▸ **Your goal**
What you return should match the data exactly, from the first line to the last.

▸ **Records supplied**
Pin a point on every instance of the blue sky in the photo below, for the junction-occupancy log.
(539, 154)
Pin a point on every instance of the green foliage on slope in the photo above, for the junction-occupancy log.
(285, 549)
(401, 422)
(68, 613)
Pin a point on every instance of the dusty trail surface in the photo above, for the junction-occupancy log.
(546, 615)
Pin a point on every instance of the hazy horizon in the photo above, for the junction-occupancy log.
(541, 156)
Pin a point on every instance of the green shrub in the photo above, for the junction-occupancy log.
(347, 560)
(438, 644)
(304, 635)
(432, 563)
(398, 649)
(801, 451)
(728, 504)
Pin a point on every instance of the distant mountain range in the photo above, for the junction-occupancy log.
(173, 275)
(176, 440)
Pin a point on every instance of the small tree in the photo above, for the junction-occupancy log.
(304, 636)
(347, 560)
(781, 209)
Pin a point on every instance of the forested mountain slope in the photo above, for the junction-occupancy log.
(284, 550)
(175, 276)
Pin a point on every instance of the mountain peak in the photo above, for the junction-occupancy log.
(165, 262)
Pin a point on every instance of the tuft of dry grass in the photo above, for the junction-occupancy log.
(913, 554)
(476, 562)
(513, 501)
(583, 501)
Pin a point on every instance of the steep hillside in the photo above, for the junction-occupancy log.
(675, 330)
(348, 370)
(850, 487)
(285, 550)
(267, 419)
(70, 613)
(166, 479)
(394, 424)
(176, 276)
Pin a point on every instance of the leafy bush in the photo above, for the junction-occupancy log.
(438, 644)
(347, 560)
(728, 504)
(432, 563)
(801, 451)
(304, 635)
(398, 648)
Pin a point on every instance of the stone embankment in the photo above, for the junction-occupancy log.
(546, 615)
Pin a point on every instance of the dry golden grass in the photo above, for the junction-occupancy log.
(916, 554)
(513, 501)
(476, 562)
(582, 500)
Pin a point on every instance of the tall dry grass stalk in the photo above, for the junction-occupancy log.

▸ **Output of the exercise**
Pin a point on every instance of the blue sky in the photo below, for the junction-occupancy log.
(539, 154)
Pin a point on every instance of the green foliage on slope in the photo above, for the junction-occupancy log.
(285, 549)
(401, 422)
(68, 613)
Pin a point on every instance of the dusty trail surface in the photo above, for the junction-occupancy log.
(546, 615)
Pin a point on every instance of the hazy horizon in the photo above, for the junction-occupancy log.
(541, 156)
Pin a point on every instance of the green shrub in the photo above, for the junction-occupancy log.
(347, 560)
(438, 644)
(304, 635)
(432, 563)
(398, 649)
(801, 451)
(728, 504)
Pin a point on every instance of the distant mountain range in the photo above, for the junction-occupancy log.
(173, 275)
(176, 440)
Pin a point on every instance of the small tree in the photo above, for the junction-occupancy log.
(304, 636)
(347, 560)
(781, 209)
Pin a point on every instance of the forested mountain slope in the photo above, for the junction-occupancy log.
(284, 550)
(175, 276)
Pin a point on every instance of the mountain peak in the photo above, for the junction-occupancy log.
(165, 262)
Pin a point on every instance of the tuft of dry grass in the photo above, for the junction-occupancy log.
(913, 554)
(476, 562)
(513, 501)
(583, 501)
Pin a point on every instance of the steep hillside in the photo above, for the junction-occupancy log.
(675, 330)
(348, 370)
(850, 487)
(285, 550)
(267, 419)
(70, 613)
(166, 479)
(394, 424)
(176, 276)
Pin a point on every instance of the leafy bush in the photo above, for the junction-occupancy log.
(438, 644)
(347, 560)
(728, 504)
(432, 563)
(801, 451)
(304, 635)
(398, 648)
Pin a point on every instance of the stone embankment in the photo above, for the junction-occupancy log.
(546, 615)
Pin a point on every instance of the dry golden grass in the photo above, for the junction-occupancy log.
(916, 554)
(513, 501)
(476, 562)
(582, 500)
Pin a point on every instance of the tall dry grass stalk in the photo above, for the junction-occupancy log.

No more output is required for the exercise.